# Exercise
Keeping every line intact, print the records that follow.

-- Provided data follows --

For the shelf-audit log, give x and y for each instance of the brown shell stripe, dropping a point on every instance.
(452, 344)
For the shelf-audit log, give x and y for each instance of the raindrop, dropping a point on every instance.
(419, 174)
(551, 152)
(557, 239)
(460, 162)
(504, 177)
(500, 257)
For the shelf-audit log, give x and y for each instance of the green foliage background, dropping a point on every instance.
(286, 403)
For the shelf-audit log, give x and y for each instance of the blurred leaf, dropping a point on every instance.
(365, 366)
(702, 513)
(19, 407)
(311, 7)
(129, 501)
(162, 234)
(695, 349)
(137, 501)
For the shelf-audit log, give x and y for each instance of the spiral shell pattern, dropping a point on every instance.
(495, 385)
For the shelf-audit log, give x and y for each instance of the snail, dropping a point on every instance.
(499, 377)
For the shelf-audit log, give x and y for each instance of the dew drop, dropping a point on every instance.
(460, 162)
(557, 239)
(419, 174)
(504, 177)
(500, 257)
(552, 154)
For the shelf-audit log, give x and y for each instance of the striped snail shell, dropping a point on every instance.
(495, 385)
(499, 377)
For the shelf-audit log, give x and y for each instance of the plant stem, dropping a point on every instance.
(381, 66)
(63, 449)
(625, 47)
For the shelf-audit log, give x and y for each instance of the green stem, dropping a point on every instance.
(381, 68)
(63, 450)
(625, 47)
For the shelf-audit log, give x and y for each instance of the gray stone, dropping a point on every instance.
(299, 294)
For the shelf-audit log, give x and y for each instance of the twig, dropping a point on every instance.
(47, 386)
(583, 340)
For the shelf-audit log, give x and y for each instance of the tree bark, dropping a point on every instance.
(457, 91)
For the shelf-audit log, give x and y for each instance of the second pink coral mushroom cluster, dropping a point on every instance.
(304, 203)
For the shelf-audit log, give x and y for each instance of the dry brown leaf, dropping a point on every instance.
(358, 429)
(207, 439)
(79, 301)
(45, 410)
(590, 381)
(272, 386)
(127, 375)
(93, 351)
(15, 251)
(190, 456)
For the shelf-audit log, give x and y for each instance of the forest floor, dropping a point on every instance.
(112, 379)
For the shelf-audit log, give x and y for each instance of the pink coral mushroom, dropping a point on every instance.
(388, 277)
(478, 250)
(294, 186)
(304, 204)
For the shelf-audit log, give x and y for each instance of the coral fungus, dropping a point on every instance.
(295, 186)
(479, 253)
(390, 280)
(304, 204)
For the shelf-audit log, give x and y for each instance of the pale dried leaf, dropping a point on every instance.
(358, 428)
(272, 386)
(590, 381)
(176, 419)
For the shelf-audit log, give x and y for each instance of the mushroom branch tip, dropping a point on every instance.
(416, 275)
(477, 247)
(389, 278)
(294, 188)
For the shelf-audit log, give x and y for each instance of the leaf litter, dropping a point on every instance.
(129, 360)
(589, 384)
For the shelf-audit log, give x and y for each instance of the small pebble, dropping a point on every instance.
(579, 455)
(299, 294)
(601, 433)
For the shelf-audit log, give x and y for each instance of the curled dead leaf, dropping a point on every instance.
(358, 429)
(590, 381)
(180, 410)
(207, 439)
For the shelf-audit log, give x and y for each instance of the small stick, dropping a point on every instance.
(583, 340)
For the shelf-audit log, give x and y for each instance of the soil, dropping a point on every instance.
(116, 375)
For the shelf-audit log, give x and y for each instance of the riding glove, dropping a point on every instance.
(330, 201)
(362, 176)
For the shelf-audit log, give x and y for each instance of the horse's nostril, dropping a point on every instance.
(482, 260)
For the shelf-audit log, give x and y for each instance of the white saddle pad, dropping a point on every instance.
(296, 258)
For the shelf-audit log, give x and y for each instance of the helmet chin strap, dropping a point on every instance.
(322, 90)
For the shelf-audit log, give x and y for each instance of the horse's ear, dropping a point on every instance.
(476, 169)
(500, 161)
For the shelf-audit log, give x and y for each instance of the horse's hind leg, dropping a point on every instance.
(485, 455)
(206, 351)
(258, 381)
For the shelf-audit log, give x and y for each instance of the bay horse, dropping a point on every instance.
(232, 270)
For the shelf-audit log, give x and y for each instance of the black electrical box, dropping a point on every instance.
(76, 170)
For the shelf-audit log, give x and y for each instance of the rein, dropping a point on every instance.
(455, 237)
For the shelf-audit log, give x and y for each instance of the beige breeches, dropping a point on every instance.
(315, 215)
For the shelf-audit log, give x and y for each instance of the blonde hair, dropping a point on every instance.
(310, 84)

-- Provided data concluded --

# Worked solution
For the shelf-audit log, give x and y for each instance of the brown shell stripe, dropping a point on every instance.
(452, 344)
For the shelf-audit log, give x and y for each instance of the raindrop, dropping a point on every instance.
(419, 174)
(551, 152)
(557, 239)
(460, 162)
(504, 177)
(500, 257)
For the shelf-audit log, give x and y for each instance of the green foliage background, dropping a point on every instance.
(286, 403)
For the shelf-audit log, give x and y for each instance of the blurred leaf, dropping a point on every instance.
(365, 366)
(702, 513)
(19, 407)
(311, 7)
(129, 501)
(162, 234)
(695, 349)
(137, 501)
For the shelf-audit log, give x and y for each instance of the spiral shell pattern, dropping a point on every instance.
(495, 385)
For the shelf-audit log, give x and y for each instance of the snail, dropping a point on every instance.
(499, 377)
For the shelf-audit log, give x and y for each instance of the dew drop, dropping a point on every instance.
(460, 162)
(557, 239)
(419, 174)
(504, 177)
(500, 257)
(552, 154)
For the shelf-audit log, give x and y for each instance of the striped snail shell, dropping a point on every instance.
(495, 385)
(499, 377)
For the shelf-audit log, give x and y for each instance of the plant stem, dropping a point on every instance.
(381, 66)
(63, 449)
(625, 47)
For the shelf-audit log, give x and y for each instance of the green stem, dropping a point on every instance.
(381, 68)
(63, 450)
(625, 47)
For the shelf-audit log, give x and y for each instance of the gray stone, dropping a point on every instance.
(299, 294)
For the shelf-audit log, give x and y for each instance of the twig, dropping a point on every instance.
(47, 386)
(583, 340)
For the shelf-audit log, give x and y for each instance of the tree bark, dropping a point on every instance.
(457, 91)
For the shelf-audit log, give x and y for each instance of the second pink coral mushroom cluster, dropping a point on every instance.
(304, 203)
For the shelf-audit log, give x and y for each instance of the dry brown leaf, dropping a point on every instance.
(358, 429)
(207, 439)
(79, 301)
(45, 410)
(590, 381)
(272, 386)
(127, 375)
(93, 351)
(15, 251)
(190, 456)
For the shelf-audit log, give x and y for each instance of the forest floor, dropping a point on every instance.
(112, 379)
For the shelf-audit log, give x and y for each instance of the pink coral mushroom, dropping a point on every instance.
(388, 277)
(478, 250)
(294, 186)
(304, 204)
For the shelf-audit log, give x and y for each instance of the coral fungus, dropping a point on every instance.
(295, 186)
(479, 253)
(390, 280)
(304, 204)
For the shelf-audit log, give x and y for each instance of the pale dried leaf, dropping a point on every instance.
(358, 428)
(272, 386)
(590, 381)
(176, 419)
For the shelf-audit log, give x and y for each instance of the mushroom branch tip, dropping a point on every instance.
(416, 275)
(477, 247)
(389, 278)
(294, 188)
For the shelf-audit log, give x and y for each instance of the leaf litter, dropping a point on every instance.
(129, 360)
(589, 384)
For the shelf-audit log, give x and y for each instance of the small pebble, dropping a point on every instance.
(579, 455)
(299, 294)
(601, 433)
For the shelf-audit log, give x and y for each instance of the curled dead leaf, dropping a point on every instance.
(358, 429)
(590, 381)
(180, 410)
(207, 439)
For the shelf-audit log, give x and y for each instance of the small stick, dropping a point on every instance.
(583, 340)
For the shelf-audit log, give x and y for each instance of the soil, dropping a point on every instance.
(116, 375)
For the shelf-audit log, give x and y for each instance of the riding glove, dropping a point on every instance.
(330, 201)
(362, 176)
For the shelf-audit log, give x and y for each instance of the horse's nostril, dropping a point on every instance.
(482, 260)
For the shelf-audit log, give x and y for each instance of the white saddle pad, dropping a point on every instance.
(296, 258)
For the shelf-audit log, give x and y for each instance of the helmet chin strap, dropping a point on every instance.
(322, 90)
For the shelf-audit log, give x and y for each instance of the horse's ear, dropping a point on every instance.
(476, 169)
(500, 161)
For the shelf-audit log, give x and y for each instance of the horse's hind leg, dropping a point on every instance.
(485, 455)
(206, 351)
(258, 381)
For the shelf-audit log, give x and y for each instance of the bay horse, dropping a point on every instance.
(232, 270)
For the shelf-audit log, give x and y for each instance of the black electrical box, dropping a point on every instance.
(76, 170)
For the shelf-audit log, give x and y for each instance of the rein, dropping a point on every instance.
(455, 237)
For the shelf-audit log, give x and y for each instance of the beige breeches, dropping a point on every instance.
(315, 215)
For the shelf-audit log, give x and y for each instance of the blonde hair, dropping a point on every instance.
(310, 84)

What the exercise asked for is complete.